- To do:
Put everything from the start of the items down to the line containing "[59, 42, 65, 54]", both ends included, into a JSON list of strings with one string per line. Leave out blank lines.

- Data rows:
◇ ◇ ◇ ◇ ◇ ◇ ◇

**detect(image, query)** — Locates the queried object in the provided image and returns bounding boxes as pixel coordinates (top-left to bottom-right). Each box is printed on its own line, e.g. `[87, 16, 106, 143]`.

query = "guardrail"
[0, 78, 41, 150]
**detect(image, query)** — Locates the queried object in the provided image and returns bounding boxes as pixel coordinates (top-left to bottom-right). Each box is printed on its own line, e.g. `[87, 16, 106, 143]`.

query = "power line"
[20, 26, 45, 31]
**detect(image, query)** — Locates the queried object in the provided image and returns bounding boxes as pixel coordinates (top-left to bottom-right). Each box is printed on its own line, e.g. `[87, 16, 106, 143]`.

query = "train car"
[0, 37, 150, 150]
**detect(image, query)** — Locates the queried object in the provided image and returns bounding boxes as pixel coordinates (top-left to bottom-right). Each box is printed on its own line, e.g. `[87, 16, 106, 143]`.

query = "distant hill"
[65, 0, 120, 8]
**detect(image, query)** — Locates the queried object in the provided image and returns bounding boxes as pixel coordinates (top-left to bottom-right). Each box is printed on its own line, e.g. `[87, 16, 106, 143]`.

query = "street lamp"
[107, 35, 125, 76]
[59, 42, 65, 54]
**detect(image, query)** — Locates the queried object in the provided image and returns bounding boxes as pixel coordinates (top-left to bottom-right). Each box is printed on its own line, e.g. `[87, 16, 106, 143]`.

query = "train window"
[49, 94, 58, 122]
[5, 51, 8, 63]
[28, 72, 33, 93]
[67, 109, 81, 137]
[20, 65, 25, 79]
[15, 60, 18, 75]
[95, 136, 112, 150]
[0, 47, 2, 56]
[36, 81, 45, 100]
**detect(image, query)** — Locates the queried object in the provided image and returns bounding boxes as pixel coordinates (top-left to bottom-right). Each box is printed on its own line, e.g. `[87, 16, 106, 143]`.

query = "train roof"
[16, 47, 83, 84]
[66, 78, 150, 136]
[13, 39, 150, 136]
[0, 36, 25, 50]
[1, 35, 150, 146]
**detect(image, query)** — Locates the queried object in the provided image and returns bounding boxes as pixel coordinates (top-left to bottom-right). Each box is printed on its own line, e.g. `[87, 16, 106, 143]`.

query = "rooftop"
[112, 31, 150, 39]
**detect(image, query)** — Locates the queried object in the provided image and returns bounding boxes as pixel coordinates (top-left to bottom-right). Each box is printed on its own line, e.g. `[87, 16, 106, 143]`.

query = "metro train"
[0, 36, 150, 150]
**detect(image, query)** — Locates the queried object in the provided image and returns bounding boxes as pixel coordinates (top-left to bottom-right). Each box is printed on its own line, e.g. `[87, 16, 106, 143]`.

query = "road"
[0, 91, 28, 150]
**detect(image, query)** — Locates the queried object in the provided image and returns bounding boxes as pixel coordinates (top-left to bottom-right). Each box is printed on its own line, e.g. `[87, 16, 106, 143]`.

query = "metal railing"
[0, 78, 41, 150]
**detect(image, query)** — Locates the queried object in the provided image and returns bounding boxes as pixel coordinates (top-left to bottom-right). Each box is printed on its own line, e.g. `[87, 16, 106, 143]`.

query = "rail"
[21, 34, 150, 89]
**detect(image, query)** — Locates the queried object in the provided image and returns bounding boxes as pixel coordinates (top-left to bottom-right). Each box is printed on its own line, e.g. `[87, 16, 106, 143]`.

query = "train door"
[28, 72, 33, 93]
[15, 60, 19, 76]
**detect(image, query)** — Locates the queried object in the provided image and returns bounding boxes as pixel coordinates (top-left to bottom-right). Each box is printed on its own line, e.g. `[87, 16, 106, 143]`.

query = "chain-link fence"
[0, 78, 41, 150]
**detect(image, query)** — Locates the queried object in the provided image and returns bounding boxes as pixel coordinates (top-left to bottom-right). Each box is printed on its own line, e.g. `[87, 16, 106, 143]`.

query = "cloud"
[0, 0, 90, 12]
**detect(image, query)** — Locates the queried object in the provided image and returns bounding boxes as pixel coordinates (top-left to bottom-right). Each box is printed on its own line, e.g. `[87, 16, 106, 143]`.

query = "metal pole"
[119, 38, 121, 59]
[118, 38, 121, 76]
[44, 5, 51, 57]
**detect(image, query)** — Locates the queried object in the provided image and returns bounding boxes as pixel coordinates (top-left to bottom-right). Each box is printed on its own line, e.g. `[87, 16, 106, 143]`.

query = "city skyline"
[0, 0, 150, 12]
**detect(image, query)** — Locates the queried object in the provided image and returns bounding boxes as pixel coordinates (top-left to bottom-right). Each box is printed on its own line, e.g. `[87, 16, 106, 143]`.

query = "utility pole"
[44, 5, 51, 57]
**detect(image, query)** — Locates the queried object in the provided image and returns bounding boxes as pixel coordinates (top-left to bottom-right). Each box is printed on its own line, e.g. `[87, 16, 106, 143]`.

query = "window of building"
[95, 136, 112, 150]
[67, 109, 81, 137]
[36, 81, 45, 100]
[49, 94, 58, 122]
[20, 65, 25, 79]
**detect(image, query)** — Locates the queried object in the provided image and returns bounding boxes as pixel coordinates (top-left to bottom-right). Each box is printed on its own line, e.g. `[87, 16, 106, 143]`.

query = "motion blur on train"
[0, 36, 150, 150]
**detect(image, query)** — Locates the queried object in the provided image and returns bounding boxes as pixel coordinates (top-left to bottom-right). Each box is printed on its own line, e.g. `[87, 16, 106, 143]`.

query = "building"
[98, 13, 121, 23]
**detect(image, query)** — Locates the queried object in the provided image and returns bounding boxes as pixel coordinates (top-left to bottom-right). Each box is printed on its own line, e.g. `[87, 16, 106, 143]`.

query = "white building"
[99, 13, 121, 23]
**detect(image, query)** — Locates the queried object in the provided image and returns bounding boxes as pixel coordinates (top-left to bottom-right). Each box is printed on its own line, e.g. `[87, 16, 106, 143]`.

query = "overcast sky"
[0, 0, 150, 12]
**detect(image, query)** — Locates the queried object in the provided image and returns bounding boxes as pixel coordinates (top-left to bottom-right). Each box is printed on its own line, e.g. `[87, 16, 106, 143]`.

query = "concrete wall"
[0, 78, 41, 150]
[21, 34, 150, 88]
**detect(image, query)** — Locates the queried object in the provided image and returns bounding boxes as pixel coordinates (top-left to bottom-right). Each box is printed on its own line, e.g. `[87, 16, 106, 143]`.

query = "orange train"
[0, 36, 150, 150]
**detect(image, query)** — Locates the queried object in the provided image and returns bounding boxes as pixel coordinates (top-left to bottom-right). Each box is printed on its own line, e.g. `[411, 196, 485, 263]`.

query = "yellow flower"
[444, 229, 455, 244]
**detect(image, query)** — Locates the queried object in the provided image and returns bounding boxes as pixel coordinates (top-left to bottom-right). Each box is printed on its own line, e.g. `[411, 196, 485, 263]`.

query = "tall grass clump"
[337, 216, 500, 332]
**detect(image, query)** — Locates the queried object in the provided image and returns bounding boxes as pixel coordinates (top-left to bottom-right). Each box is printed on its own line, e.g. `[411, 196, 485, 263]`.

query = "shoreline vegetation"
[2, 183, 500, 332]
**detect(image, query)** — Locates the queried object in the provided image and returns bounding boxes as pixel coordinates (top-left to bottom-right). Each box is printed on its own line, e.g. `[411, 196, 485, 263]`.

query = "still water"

◇ ◇ ◇ ◇ ◇ ◇ ◇

- The response:
[
  "**detect(image, query)** — Locates the queried object in the provided image and returns bounding boxes as pixel coordinates (top-left to bottom-right). Each box is printed on its own line, e.g. `[87, 16, 106, 143]`.",
  "query = \"guardrail\"",
  "[0, 78, 41, 150]",
  "**detect(image, query)** — Locates the queried object in the provided image and returns bounding boxes as pixel coordinates (top-left to bottom-right). Each box is printed on its own line, e.g. `[87, 16, 106, 143]`.",
  "query = \"power line\"",
  "[20, 26, 45, 31]",
  "**detect(image, query)** — Locates the queried object in the provided image and returns bounding boxes as pixel coordinates (top-left to bottom-right). Each box is printed on its own line, e.g. `[87, 16, 106, 143]`.",
  "query = \"train car\"",
  "[0, 37, 150, 150]",
  "**detect(image, query)** — Locates the queried object in the provided image and returns bounding boxes as pixel coordinates (top-left to bottom-right). Each box is printed on its own line, e.g. `[87, 16, 106, 143]`.",
  "query = \"distant hill\"",
  "[65, 0, 120, 8]",
  "**detect(image, query)** — Locates the queried object in the provided image and returns bounding boxes as pixel coordinates (top-left to bottom-right). Each box is printed on its own line, e.g. `[87, 16, 106, 143]`.",
  "query = \"street lamp\"",
  "[107, 35, 125, 76]",
  "[59, 42, 65, 54]"
]